(Entries taken from a collection)
::::::::

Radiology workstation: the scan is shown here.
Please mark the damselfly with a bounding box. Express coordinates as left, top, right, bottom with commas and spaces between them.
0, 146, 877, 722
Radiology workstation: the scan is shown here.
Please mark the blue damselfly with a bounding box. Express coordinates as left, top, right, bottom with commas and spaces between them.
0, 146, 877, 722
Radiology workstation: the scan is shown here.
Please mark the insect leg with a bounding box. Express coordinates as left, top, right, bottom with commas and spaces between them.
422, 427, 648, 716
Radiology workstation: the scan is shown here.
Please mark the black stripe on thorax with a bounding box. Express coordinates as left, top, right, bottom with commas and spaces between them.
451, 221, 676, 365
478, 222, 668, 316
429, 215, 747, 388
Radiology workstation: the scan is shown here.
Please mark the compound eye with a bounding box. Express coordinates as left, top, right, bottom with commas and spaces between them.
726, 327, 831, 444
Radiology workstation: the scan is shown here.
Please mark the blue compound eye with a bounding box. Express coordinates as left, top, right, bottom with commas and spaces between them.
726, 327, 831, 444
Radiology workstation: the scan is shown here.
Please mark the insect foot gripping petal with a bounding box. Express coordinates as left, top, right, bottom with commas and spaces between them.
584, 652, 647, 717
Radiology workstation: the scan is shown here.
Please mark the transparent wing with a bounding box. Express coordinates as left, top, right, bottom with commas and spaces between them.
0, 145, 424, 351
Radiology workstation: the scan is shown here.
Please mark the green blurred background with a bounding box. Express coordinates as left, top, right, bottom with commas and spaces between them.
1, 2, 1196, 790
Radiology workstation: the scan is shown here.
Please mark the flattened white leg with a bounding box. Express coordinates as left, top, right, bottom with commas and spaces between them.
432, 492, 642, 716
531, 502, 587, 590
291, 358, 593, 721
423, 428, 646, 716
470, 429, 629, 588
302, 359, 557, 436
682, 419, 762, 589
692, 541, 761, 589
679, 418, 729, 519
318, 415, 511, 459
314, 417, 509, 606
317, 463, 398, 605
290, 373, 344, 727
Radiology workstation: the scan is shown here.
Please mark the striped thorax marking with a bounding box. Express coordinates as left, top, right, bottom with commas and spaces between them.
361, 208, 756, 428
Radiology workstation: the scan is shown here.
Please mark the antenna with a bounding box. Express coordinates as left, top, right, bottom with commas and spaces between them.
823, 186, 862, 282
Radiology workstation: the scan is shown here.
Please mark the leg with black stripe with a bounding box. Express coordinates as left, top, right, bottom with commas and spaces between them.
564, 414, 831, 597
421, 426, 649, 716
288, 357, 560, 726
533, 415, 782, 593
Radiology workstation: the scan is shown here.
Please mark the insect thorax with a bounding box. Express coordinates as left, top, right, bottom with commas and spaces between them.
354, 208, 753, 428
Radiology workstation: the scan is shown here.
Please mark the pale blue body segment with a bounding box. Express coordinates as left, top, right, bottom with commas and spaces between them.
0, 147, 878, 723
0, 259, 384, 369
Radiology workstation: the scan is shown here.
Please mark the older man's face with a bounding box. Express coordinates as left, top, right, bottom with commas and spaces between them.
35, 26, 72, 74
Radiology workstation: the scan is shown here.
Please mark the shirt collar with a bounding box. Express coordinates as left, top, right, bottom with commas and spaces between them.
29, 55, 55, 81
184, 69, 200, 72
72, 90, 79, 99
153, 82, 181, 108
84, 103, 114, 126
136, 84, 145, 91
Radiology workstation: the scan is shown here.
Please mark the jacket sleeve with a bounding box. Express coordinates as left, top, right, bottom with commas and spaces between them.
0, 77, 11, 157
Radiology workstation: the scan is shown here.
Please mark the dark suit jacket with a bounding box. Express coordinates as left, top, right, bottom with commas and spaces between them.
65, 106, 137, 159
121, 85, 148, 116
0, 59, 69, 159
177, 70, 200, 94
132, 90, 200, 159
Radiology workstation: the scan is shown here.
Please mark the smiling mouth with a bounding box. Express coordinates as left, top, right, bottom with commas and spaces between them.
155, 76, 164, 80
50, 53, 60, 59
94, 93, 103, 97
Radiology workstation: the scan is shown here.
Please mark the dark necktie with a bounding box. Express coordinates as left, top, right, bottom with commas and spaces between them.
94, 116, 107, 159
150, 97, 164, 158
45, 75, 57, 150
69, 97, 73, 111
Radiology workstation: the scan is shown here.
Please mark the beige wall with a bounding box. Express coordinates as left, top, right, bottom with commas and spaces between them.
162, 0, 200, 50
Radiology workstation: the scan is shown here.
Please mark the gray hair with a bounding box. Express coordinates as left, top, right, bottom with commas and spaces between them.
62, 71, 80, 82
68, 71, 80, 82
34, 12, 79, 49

::::::::

Preserving every character, copy the records above out again.

Radiology workstation: the scan is shown here.
Please mark the damselfly with a bounding box. Express coordinates as left, top, right, bottom with commas and spaces between them.
0, 146, 877, 722
Radiology workstation: the scan is shown here.
Please mark the blue damselfly with a bounding box. Express coordinates as left, top, right, bottom with commas and spaces between them.
0, 146, 877, 722
Radiology workstation: the scan is shown here.
Please mark the insect leg with a bounding box. Express coordinates as left, top, right, bottom with commas and spaces between them.
422, 427, 648, 716
Radiology workstation: the scan is shown here.
Please mark the black stripe on thorax with a bounding box. Express coordinates as left, top, right, bottom with commas and spaces between them.
451, 221, 676, 365
478, 222, 668, 316
429, 215, 747, 388
Radiology workstation: the scan is shown here.
Please mark the compound eye with a bounding box. Express coordinates as left, top, right, bottom with commas and spaces between them.
726, 327, 831, 444
Radiology workstation: the scan is shown here.
Please mark the blue compound eye with a bounding box. Express coordinates as left, top, right, bottom with commas and spaces between them.
726, 327, 831, 444
Radiology workstation: the scan is shown here.
Please mark the insect foot gripping petal with a bounding box. Express coordinates as left, top, right, bottom with commas and spaces between them.
584, 652, 647, 717
Radiology workstation: the scan is shown here.
Please mark the transparent wing with a bounding box. Express coordinates as left, top, right, bottom with commas and spaces between them.
0, 145, 424, 351
Radiology workstation: the scan is shown here.
Please mark the green blurred background with a bounding box. Express coordinates as left, top, right, bottom with commas and spaces between them.
1, 2, 1196, 790
Radiology workstation: the scan is shown here.
Please mark the flattened white leg with a bounding box. Express coordinates as left, top, right, bottom with commas and spaces between them.
432, 492, 642, 716
531, 502, 587, 590
291, 358, 593, 721
423, 428, 646, 716
470, 429, 629, 588
302, 359, 557, 436
682, 419, 762, 589
692, 541, 761, 589
679, 418, 729, 519
318, 415, 511, 459
314, 417, 509, 606
317, 463, 398, 605
290, 373, 344, 727
Radiology workstation: the scan is shown here.
Please mark the striped thorax marking with a bounding box. Express coordinates as left, top, right, bottom with commas and spaces between them.
361, 208, 756, 428
Radiology workstation: the scan is shown here.
Please mark the antenna with a bounding box. Express coordinates as left, top, right, bottom with commas and spaces between them.
823, 186, 862, 282
Radiology workstation: the scan is shown here.
Please mark the leg with black stripe with a bounding box. Express coordinates as left, top, right, bottom with commas and spaces between them.
564, 414, 831, 597
421, 426, 649, 716
288, 357, 560, 726
533, 415, 782, 593
Radiology workstation: the scan is shown here.
Please mark the insect thorax with a bounding box. Express coordinates as left, top, right, bottom with commas and spaces between them.
354, 208, 753, 428
Radiology workstation: the scan is shown here.
Please mark the pale blue body segment with a bounding box. Express coordinates as left, top, right, bottom with commas and spaces between them.
0, 147, 878, 723
0, 259, 384, 369
Radiology workstation: the scan is shown here.
Please mark the older man's face with a bounding box. Express coordinates as left, top, right, bottom with commas and spaces between them.
35, 26, 72, 74
Radiology workstation: the scan is shown here.
Please mark the shirt collar with a bounding box. Express coordinates as left, top, right, bottom with commas and spaces between them.
29, 55, 55, 81
184, 69, 200, 72
72, 90, 79, 99
153, 82, 181, 108
84, 103, 114, 126
136, 84, 145, 91
Radiology workstation: the scan is shown here.
Please mark the jacket sleeve with a bounding box. Express coordinates as left, top, right, bottom with commas and spaces between them.
0, 77, 11, 157
Radiology workstation: the scan is shown here.
Please mark the dark suit jacket with a bounding box. Express coordinates as left, top, right, bottom with commas and spaces between them.
65, 106, 137, 159
121, 85, 148, 116
0, 59, 69, 159
177, 70, 200, 94
132, 90, 200, 159
Radiology workstation: the scan is shown here.
Please mark the smiling mouth with a bounding box. Express coordinates as left, top, right, bottom with commas and spaces between them.
155, 76, 164, 80
50, 53, 60, 59
94, 93, 103, 97
Radiology workstation: the scan is shown here.
Please mark the dark necktie with a bounding box. Express coordinates as left, top, right, bottom with commas and spaces between them.
94, 116, 107, 159
150, 97, 164, 158
45, 75, 57, 150
69, 97, 73, 111
Radiology workstation: the scan is shown here.
Please mark the beige wall with a bounding box. Express coordinates as left, top, right, bottom with commas and spaces between them.
162, 0, 200, 50
Radiology workstation: the scan is shown here.
Please mark the gray hair with a bounding box. Express coordinates as left, top, right, bottom with commas and spaces between them.
62, 71, 80, 82
68, 71, 80, 82
34, 12, 79, 49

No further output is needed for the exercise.